_TASKS FOR THIS EXERCISE_
1 – Answer these questions about the commit below, one answer a line, marked like the questions.
(a) On what expression did the earlier wmemchr implementations in these files rely?
(b) How many files does the commit change?
(c) In memchr.S, what value is CHAR_PER_VEC given when USE_AS_WMEMCHR is defined?
2 – Copy the rows word for word, from the line containing "the dock post" through the final row, both included.

------ TEXT TO READ

This commit fixes the bug mentioned in the previous commit.

The previous implementations of wmemchr in these files relied
on n * sizeof(wchar_t) which was not guranteed by the standard.

The new overflow tests added in the previous commit now
pass (As well as all the other tests).

Signed-off-by: Noah Goldstein <goldstein.w.n@gmail.com>
Reviewed-by: H.J. Lu <hjl.tools@gmail.com>
---
 sysdeps/x86_64/memchr.S                | 77 +++++++++++++++++++-------
 sysdeps/x86_64/multiarch/memchr-avx2.S | 58 +++++++++++++------
 2 files changed, 98 insertions(+), 37 deletions(-)

diff --git a/sysdeps/x86_64/memchr.S b/sysdeps/x86_64/memchr.S
index beff2708de..3ddc4655cf 100644
--- a/sysdeps/x86_64/memchr.S
+++ b/sysdeps/x86_64/memchr.S
@@ -21,9 +21,11 @@
 #ifdef USE_AS_WMEMCHR
 # define MEMCHR		wmemchr
 # define PCMPEQ		pcmpeqd
+# define CHAR_PER_VEC	4
 #else
 # define MEMCHR		memchr
 # define PCMPEQ		pcmpeqb
+# define CHAR_PER_VEC	16
 #endif
 
 /* fast SSE2 version with using pmaxub and 64 byte loop */
@@ -33,15 +35,14 @@ ENTRY(MEMCHR)

------------
------ DATA LINES

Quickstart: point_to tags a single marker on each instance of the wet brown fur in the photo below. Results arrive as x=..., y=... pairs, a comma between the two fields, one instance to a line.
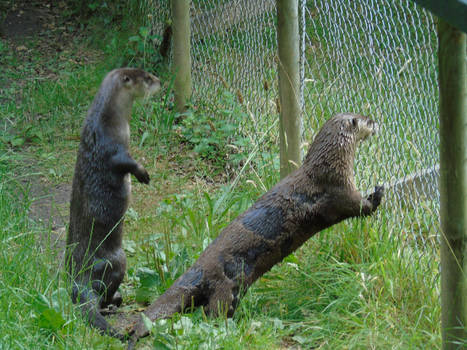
x=319, y=194
x=100, y=194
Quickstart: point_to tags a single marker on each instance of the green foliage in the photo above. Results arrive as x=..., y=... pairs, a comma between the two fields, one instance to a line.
x=358, y=285
x=217, y=137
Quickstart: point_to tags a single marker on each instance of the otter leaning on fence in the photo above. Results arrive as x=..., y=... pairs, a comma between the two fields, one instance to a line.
x=319, y=194
x=100, y=194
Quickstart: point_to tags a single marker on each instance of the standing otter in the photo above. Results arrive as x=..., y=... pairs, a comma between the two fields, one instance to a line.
x=319, y=194
x=100, y=194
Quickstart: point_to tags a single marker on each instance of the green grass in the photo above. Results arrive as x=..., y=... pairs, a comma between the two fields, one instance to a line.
x=363, y=284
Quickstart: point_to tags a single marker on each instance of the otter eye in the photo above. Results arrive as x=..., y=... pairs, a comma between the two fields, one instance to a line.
x=126, y=79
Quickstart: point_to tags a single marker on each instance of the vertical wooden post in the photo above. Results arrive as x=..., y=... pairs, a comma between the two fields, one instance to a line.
x=181, y=52
x=289, y=85
x=453, y=184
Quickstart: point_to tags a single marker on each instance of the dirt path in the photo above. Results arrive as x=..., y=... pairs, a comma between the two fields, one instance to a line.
x=43, y=23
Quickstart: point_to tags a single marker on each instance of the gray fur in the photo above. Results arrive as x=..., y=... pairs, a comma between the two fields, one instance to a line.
x=101, y=192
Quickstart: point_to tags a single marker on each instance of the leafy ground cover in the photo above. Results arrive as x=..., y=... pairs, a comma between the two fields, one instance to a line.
x=351, y=287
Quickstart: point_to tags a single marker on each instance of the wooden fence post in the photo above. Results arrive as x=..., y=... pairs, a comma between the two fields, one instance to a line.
x=289, y=85
x=453, y=184
x=181, y=52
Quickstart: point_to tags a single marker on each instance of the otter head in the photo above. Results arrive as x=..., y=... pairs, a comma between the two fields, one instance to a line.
x=332, y=153
x=354, y=127
x=138, y=83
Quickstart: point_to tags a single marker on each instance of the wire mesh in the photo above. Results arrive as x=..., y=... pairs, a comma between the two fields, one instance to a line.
x=365, y=56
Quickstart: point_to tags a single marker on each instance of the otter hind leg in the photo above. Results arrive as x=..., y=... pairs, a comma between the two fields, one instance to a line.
x=89, y=303
x=224, y=299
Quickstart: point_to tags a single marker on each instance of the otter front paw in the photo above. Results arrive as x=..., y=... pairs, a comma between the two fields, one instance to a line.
x=375, y=197
x=142, y=175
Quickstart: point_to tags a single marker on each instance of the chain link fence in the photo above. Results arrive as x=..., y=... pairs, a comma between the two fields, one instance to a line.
x=364, y=56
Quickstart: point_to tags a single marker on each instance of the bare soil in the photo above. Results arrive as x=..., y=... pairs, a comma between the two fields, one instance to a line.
x=43, y=23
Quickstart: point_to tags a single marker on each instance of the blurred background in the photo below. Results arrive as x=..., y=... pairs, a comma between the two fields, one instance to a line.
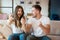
x=50, y=8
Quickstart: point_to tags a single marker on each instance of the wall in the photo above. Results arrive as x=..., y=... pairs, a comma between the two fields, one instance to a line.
x=27, y=7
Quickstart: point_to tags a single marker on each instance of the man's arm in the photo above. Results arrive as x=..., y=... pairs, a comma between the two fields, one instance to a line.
x=46, y=28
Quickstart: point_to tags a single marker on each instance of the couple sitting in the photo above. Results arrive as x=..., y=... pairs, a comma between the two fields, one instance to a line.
x=36, y=28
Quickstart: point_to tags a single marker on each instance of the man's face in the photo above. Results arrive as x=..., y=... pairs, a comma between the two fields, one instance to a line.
x=35, y=12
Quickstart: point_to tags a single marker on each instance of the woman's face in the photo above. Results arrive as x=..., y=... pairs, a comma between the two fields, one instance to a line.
x=19, y=13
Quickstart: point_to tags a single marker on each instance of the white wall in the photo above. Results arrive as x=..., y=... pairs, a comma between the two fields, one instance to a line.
x=27, y=7
x=6, y=3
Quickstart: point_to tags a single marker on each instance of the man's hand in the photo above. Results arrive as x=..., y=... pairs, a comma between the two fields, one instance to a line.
x=46, y=28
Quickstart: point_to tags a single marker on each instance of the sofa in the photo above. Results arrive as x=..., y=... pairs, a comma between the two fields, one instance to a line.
x=54, y=29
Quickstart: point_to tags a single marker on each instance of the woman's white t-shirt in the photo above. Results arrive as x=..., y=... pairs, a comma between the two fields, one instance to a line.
x=37, y=31
x=15, y=29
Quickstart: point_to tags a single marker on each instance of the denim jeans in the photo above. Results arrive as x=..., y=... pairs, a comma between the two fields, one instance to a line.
x=31, y=37
x=17, y=36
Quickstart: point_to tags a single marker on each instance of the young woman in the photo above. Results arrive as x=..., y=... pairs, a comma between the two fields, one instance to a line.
x=17, y=24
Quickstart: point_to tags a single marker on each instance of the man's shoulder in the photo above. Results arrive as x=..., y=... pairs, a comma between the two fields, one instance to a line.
x=45, y=17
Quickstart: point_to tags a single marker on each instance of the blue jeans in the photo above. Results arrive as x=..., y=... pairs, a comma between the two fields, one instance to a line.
x=17, y=37
x=31, y=37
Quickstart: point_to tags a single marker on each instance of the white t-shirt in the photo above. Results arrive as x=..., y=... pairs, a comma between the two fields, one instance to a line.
x=37, y=31
x=15, y=29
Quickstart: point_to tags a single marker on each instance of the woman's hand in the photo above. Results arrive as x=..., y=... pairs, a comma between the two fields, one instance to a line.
x=10, y=18
x=23, y=20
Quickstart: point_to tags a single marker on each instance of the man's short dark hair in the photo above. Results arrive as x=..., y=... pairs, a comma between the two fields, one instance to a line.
x=37, y=7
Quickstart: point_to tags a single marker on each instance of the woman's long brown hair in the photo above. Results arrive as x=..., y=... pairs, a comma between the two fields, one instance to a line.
x=16, y=16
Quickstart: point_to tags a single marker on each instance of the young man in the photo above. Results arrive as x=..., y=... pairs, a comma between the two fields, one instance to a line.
x=39, y=24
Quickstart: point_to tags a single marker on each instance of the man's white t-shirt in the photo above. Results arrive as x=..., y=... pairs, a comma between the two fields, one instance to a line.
x=37, y=31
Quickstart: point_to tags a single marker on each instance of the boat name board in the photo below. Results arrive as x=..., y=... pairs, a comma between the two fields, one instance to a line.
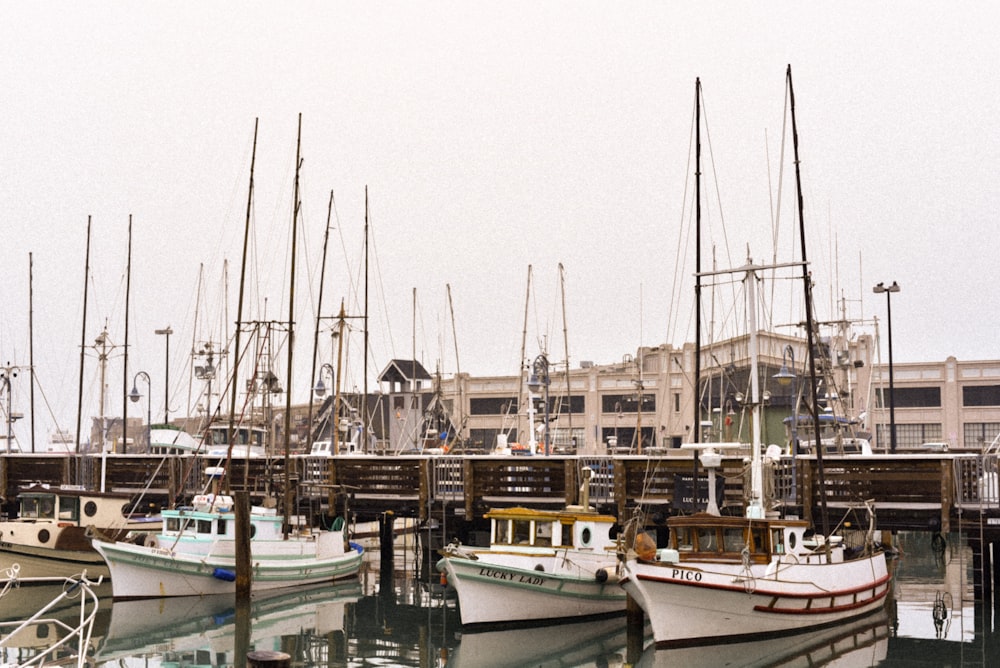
x=500, y=575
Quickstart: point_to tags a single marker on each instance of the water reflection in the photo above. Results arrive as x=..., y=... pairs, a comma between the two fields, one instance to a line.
x=931, y=620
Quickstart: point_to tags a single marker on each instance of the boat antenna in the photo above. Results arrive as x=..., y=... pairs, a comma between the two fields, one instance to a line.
x=807, y=285
x=239, y=310
x=286, y=529
x=83, y=337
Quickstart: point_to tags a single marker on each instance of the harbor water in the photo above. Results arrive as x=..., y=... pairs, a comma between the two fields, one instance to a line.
x=931, y=620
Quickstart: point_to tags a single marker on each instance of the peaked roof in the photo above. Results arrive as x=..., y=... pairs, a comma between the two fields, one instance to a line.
x=401, y=371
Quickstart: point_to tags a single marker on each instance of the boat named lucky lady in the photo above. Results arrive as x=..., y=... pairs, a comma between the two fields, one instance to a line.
x=57, y=522
x=541, y=565
x=195, y=553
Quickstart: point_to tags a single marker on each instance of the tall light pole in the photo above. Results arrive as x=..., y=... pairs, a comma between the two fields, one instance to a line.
x=888, y=290
x=6, y=374
x=539, y=380
x=319, y=389
x=134, y=396
x=787, y=376
x=166, y=375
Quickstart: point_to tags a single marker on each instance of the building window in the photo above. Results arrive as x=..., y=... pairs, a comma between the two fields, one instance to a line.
x=493, y=406
x=979, y=435
x=911, y=397
x=627, y=403
x=908, y=435
x=981, y=395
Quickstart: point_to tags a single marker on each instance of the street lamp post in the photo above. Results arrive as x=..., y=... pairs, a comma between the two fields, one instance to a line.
x=888, y=290
x=787, y=376
x=6, y=374
x=166, y=375
x=539, y=380
x=320, y=390
x=134, y=395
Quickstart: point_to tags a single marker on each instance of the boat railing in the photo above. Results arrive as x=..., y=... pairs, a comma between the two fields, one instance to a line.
x=977, y=480
x=75, y=639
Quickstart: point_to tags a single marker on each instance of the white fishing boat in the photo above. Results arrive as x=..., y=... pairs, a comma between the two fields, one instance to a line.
x=195, y=552
x=745, y=577
x=172, y=629
x=63, y=631
x=541, y=565
x=57, y=522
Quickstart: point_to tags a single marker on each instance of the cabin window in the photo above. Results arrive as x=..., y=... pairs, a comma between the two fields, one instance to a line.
x=683, y=539
x=707, y=540
x=567, y=535
x=47, y=508
x=69, y=508
x=501, y=530
x=543, y=533
x=29, y=507
x=522, y=532
x=778, y=541
x=734, y=539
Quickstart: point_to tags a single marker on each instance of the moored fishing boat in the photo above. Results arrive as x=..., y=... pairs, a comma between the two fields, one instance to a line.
x=195, y=553
x=736, y=578
x=541, y=565
x=57, y=522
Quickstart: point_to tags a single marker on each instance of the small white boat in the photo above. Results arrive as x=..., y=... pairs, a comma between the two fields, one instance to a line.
x=60, y=632
x=541, y=565
x=195, y=553
x=57, y=522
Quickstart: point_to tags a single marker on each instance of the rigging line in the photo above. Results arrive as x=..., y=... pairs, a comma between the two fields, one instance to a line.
x=683, y=239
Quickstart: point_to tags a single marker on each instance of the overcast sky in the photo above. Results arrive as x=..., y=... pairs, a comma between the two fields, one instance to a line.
x=491, y=136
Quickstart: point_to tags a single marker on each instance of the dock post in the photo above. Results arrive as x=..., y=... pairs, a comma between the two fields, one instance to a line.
x=635, y=623
x=265, y=658
x=387, y=565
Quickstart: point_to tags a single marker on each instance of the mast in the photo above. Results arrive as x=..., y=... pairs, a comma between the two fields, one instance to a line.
x=128, y=293
x=83, y=337
x=569, y=395
x=319, y=311
x=364, y=365
x=697, y=267
x=239, y=311
x=458, y=368
x=31, y=343
x=286, y=529
x=807, y=286
x=521, y=384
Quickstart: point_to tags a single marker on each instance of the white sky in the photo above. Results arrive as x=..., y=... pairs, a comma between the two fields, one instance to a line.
x=491, y=136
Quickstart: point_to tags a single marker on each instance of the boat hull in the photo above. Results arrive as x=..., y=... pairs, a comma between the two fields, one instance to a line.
x=707, y=603
x=533, y=588
x=141, y=571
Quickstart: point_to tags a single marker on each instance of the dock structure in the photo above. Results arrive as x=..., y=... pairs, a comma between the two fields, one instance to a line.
x=928, y=492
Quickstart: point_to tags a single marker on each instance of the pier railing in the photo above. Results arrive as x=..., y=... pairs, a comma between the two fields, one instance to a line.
x=910, y=491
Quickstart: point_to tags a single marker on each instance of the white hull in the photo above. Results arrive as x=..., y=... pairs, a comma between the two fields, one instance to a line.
x=703, y=602
x=509, y=588
x=138, y=571
x=861, y=642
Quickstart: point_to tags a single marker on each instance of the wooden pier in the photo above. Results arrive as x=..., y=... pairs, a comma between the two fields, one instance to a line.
x=937, y=493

------------

_SOLUTIONS BY TASK_
1 –
(a) n * sizeof(wchar_t)
(b) 2
(c) 4

2 –
Quickstart: point_to tags a single marker on each instance of the dock post in the photo above. Results arrive as x=..., y=... pairs, a comma between the two fields, one instance to a line.
x=635, y=623
x=265, y=658
x=387, y=565
Quickstart: point_to tags a single marker on each instance of the mast in the photo above. Results arrive as x=..., y=... pairs, a comma between the two fields, one instance to a line.
x=128, y=293
x=83, y=337
x=569, y=395
x=319, y=311
x=364, y=365
x=697, y=267
x=239, y=311
x=458, y=368
x=31, y=343
x=286, y=529
x=807, y=286
x=521, y=384
Quickstart: point_to tags a single marker on each instance of the white sky in the photo above. Results arrive as x=..., y=... pairs, a comma between the two fields, one instance to a line.
x=491, y=136
Quickstart: point_to tags a single marker on each instance of the boat hull in the photo above. Results arrive as x=..., y=... pairs, a comma between the two fields, one instance to a line.
x=707, y=603
x=533, y=588
x=141, y=571
Quickstart: point_to tags a single marker on each instance of the dock structure in the photo above. Results arrive as x=..., y=... pairs, a comma between the two fields, one instance to a line.
x=928, y=492
Quickstart: point_to tags a single marker on each instance of the pier railing in the photo above. Results arrive as x=..., y=... pairs, a comma between the two fields, one instance to a line.
x=910, y=491
Quickstart: point_to tags a single marker on each instance of the white hull in the photo above. Results arrive as x=..., y=... pairs, a comma between the two fields, one instance to a line.
x=703, y=602
x=509, y=588
x=138, y=571
x=861, y=642
Quickstart: point_to tags a single marker on each instance of the wooden pier in the photo above. Results arrive as x=..., y=... pairs, a comma between the two fields, one instance to a line.
x=937, y=493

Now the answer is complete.